- **ACTION ITEM**: Using the entries that follow, state how many lines contain the word "wooden". The response is that number and nothing more.

- **SOURCE MATERIAL**:

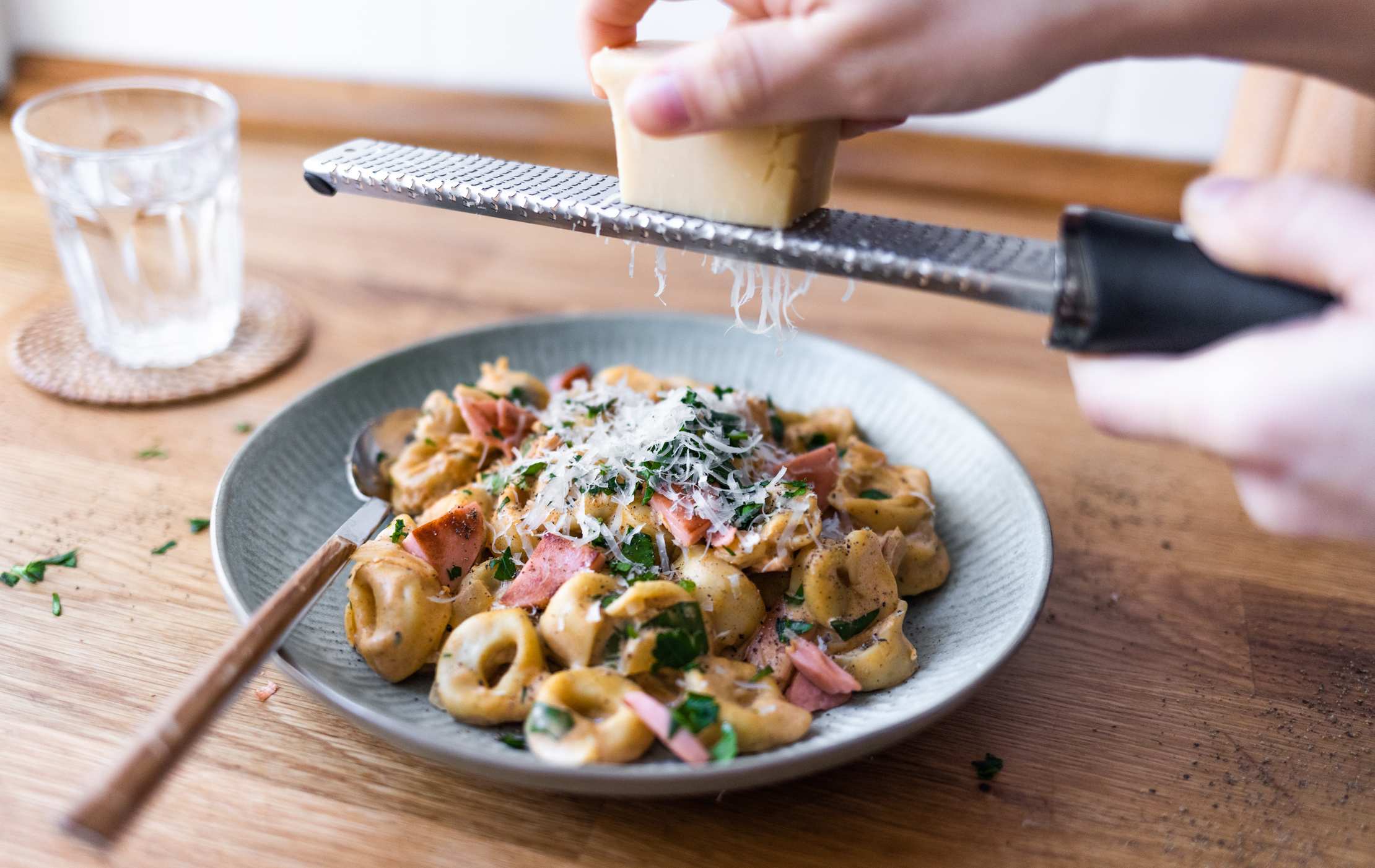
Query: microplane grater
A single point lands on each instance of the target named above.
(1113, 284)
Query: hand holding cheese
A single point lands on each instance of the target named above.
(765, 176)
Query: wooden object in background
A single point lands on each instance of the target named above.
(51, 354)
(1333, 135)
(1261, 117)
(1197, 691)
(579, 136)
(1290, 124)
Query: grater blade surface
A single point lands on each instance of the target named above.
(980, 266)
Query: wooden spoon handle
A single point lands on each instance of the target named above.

- **YOUR RESPONSE**: 2